#### [Work instructions]
Reproduce exactly the opening lines of the listing, stopping after the line that contains "Phrase: tree trunk" and including it.

↓↓↓

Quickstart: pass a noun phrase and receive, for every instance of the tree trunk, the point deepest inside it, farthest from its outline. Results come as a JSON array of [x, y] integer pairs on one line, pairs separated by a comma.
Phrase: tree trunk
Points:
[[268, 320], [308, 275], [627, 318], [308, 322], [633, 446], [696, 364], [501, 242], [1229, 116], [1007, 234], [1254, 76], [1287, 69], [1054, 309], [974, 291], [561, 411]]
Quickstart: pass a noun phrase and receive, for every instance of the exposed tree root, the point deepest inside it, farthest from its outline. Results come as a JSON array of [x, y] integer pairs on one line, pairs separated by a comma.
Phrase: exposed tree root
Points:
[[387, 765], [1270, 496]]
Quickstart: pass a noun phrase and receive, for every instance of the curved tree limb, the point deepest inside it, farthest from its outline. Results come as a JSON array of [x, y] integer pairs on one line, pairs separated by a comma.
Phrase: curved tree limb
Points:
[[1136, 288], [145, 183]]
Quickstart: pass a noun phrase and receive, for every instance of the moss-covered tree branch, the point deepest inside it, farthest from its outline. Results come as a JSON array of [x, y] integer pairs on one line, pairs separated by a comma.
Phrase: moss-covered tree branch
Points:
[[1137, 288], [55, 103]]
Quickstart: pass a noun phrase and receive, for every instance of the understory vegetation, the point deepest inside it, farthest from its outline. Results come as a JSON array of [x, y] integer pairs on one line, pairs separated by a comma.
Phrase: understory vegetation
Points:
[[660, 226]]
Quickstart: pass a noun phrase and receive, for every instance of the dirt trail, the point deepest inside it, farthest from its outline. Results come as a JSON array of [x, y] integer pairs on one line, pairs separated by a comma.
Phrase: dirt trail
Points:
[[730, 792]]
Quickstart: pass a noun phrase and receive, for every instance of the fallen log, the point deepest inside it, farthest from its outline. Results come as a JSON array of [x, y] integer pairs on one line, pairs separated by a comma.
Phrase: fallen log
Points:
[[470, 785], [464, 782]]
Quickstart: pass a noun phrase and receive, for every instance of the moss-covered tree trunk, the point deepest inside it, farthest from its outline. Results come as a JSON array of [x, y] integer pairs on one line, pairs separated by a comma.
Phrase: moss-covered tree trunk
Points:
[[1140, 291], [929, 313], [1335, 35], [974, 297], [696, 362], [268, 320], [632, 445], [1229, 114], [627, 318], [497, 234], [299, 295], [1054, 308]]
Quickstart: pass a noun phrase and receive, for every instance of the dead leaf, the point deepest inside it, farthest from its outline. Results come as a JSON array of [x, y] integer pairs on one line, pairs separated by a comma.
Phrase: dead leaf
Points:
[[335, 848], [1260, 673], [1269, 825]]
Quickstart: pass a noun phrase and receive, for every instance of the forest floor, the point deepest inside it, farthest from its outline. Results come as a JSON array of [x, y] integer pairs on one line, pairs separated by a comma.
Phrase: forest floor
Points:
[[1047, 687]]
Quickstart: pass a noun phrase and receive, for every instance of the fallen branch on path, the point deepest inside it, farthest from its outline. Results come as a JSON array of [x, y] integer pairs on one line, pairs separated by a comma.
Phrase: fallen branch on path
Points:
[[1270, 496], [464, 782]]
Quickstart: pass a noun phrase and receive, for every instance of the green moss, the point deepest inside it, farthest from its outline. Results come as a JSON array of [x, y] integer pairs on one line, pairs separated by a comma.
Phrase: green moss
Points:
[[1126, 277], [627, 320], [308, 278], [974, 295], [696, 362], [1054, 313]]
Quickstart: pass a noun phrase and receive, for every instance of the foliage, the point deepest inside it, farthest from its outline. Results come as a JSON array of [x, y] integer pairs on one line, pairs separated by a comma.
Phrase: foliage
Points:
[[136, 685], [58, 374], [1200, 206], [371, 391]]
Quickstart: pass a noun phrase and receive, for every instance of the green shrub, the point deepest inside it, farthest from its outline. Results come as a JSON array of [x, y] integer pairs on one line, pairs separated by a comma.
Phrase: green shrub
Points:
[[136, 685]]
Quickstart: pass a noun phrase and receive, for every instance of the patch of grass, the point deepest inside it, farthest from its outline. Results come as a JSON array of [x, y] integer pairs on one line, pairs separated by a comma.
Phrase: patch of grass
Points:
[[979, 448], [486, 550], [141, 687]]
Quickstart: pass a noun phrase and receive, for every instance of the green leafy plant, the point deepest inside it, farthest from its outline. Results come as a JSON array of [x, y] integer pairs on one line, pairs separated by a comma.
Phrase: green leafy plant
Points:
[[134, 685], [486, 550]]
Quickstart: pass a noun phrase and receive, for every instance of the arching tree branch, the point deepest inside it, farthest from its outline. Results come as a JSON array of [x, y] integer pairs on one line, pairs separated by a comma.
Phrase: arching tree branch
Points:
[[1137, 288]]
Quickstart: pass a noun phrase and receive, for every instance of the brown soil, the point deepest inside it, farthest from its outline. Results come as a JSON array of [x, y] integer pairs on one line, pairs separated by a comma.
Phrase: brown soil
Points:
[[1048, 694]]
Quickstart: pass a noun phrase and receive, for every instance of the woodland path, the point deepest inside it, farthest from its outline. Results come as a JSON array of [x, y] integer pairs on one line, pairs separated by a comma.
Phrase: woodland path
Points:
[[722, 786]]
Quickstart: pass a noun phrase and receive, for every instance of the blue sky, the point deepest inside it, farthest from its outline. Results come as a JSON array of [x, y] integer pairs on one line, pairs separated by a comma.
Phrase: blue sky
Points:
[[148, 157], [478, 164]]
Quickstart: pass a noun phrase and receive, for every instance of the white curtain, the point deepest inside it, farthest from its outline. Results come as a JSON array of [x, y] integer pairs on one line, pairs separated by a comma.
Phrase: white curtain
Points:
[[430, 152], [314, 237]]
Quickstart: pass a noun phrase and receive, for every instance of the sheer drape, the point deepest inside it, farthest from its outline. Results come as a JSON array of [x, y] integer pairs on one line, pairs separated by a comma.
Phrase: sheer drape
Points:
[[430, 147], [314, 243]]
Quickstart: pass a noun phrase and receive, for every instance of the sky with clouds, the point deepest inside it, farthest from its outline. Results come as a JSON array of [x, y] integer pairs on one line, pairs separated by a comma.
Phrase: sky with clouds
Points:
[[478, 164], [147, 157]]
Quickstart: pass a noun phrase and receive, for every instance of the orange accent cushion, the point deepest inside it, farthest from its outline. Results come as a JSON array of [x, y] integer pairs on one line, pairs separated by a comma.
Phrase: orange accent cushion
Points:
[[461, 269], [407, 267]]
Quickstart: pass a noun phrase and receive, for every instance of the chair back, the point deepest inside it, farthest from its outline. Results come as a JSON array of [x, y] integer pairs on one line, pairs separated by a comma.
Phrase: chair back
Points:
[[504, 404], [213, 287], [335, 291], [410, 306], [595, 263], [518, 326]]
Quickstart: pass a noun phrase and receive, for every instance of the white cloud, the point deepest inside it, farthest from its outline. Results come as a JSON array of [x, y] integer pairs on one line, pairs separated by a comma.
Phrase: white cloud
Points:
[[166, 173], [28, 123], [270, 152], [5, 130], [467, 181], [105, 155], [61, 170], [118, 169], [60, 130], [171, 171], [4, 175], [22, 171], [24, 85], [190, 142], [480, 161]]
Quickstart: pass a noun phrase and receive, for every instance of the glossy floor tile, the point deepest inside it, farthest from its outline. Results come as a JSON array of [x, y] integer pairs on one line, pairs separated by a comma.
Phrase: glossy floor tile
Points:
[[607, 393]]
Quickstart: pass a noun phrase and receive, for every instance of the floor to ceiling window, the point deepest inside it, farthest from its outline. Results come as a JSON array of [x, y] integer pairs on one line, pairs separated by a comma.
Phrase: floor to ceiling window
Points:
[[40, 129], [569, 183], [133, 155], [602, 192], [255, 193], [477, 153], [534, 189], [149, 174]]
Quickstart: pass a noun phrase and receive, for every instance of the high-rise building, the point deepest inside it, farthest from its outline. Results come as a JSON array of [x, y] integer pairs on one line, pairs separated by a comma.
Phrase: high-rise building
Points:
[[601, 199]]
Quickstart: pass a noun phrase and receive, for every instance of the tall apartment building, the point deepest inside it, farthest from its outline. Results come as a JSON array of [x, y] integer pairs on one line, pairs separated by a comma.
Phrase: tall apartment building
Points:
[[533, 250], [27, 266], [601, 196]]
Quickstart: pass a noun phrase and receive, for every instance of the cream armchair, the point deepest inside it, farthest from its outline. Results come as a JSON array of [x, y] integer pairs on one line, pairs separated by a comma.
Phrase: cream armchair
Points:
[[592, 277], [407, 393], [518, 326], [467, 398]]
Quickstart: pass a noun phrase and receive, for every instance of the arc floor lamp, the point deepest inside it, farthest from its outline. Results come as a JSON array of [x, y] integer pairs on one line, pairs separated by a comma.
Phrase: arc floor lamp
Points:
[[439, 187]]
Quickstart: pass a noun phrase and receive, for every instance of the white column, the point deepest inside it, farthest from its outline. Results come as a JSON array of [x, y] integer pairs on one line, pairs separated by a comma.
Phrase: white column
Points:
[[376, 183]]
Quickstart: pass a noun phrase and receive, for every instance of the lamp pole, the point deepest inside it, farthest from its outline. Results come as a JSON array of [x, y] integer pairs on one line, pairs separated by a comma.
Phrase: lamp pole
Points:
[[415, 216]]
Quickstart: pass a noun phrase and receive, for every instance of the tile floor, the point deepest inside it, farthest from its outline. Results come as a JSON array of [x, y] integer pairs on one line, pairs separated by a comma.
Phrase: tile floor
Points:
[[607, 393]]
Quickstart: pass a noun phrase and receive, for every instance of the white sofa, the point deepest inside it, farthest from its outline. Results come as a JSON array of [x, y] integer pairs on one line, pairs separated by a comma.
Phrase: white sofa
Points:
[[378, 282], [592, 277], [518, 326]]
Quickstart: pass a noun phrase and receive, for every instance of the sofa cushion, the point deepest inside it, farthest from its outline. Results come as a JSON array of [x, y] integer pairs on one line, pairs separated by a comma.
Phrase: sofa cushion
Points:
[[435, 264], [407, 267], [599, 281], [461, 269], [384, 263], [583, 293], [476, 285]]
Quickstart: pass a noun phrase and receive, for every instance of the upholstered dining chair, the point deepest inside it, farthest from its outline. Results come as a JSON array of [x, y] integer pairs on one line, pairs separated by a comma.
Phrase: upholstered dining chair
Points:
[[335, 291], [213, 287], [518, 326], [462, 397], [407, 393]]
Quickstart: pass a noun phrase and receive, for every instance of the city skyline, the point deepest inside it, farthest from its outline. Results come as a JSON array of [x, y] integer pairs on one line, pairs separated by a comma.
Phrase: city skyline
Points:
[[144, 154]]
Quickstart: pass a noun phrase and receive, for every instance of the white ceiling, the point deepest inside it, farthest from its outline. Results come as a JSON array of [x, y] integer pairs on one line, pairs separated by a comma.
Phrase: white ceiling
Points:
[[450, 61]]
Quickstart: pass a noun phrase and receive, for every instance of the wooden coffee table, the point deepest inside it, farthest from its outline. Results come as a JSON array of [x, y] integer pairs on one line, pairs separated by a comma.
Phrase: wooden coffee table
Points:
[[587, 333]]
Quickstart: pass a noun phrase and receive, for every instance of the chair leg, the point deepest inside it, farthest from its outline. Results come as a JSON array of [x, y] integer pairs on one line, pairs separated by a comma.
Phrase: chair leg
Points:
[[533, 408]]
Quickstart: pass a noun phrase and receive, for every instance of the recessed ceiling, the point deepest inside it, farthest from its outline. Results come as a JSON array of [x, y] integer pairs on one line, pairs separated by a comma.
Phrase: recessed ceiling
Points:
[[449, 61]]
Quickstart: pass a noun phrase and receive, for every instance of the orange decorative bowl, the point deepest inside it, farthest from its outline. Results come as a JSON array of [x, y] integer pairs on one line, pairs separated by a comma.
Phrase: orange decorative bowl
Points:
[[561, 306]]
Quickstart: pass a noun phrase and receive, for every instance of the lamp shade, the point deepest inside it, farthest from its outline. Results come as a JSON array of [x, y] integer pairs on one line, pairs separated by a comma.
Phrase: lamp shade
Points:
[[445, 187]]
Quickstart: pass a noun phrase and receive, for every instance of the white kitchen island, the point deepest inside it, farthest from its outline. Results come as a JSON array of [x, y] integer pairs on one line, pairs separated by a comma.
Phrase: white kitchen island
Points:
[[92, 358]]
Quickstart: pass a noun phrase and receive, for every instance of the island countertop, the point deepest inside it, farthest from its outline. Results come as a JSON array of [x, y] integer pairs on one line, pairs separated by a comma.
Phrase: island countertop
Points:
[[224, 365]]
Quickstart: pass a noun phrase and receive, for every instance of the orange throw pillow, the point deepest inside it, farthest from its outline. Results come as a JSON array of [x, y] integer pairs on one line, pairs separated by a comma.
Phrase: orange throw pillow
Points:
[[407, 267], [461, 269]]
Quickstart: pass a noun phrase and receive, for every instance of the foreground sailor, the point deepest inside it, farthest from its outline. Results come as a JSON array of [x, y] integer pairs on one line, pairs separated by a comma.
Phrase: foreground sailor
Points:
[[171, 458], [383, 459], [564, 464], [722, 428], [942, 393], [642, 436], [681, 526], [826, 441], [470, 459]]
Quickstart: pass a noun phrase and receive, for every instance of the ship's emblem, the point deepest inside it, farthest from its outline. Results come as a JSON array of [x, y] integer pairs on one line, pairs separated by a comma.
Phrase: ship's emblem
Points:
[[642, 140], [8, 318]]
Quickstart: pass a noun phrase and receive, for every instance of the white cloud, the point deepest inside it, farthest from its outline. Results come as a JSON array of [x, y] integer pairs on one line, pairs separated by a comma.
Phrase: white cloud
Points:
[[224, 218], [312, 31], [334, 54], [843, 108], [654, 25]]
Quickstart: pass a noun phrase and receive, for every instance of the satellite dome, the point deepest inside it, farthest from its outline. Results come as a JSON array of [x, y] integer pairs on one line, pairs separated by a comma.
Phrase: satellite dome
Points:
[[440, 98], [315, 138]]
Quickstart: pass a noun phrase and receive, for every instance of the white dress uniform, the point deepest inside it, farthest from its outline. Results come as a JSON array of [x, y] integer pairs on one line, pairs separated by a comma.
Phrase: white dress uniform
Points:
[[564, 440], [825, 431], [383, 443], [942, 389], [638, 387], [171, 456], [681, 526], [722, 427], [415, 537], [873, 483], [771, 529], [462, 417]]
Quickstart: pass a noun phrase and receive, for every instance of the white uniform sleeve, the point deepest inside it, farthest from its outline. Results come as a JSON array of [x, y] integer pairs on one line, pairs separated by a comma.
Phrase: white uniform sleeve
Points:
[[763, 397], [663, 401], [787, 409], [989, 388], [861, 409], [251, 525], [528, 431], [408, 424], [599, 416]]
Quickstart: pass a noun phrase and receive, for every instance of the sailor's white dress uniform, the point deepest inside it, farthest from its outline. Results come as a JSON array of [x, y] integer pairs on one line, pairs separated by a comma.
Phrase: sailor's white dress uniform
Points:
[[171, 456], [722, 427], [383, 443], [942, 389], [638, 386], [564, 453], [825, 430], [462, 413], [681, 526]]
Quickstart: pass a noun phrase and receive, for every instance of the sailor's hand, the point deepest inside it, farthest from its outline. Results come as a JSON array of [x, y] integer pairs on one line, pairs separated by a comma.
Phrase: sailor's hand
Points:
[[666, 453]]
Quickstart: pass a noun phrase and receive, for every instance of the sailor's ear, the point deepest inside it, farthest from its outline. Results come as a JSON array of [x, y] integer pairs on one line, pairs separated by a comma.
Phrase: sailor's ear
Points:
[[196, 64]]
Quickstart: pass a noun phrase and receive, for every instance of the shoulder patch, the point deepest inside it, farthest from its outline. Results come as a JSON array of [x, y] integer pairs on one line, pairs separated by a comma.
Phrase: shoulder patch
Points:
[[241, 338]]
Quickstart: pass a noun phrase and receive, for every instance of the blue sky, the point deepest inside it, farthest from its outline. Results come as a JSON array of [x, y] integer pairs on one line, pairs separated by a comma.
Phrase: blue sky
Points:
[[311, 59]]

↑↑↑

#### [Exercise response]
Quickstart: pass a noun phrase and receive, for every instance of the tree trunk, the point deepest inside it, farthest from its outline. Results come as a JSON array of [x, y] integer pairs on one line, pairs separated by a comma.
Phrase: tree trunk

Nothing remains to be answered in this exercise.